### Excerpted records
▬▬▬

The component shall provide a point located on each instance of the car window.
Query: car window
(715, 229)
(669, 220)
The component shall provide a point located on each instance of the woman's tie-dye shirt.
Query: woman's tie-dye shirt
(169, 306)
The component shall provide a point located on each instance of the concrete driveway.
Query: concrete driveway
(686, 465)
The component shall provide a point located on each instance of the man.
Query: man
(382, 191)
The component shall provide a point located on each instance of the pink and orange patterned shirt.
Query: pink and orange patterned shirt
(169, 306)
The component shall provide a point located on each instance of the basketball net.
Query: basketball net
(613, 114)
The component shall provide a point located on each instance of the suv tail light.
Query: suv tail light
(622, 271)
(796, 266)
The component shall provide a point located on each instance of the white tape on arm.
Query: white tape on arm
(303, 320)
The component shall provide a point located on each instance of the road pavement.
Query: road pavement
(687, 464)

▬▬▬

All entries should be given again precisely as they appear above.

### Result for this task
The component shall provide a point located on each instance of the car window.
Query: car window
(715, 229)
(669, 220)
The component shall provide a point located on each instance of the woman's tie-dye shirt.
Query: woman's tie-dye shirt
(169, 306)
The component shall provide a point located on each instance of the concrete driveway.
Query: concrete driveway
(686, 465)
The component shall provide a point located on each instance of the man.
Query: man
(382, 191)
The component shall provide a point located on each instance of the pink and orange patterned shirt.
Query: pink and orange patterned shirt
(169, 306)
The component shall provide a point located on each instance of the basketball net.
Query: basketball net
(613, 114)
The component shall provide a point located on each instance of the suv tail light.
Query: suv tail light
(622, 271)
(796, 266)
The component shall provide a point located on each instance of the white tape on arm.
Query: white tape on arm
(303, 320)
The component shall provide a point located on each instance of the road pavement.
Query: road pavement
(687, 464)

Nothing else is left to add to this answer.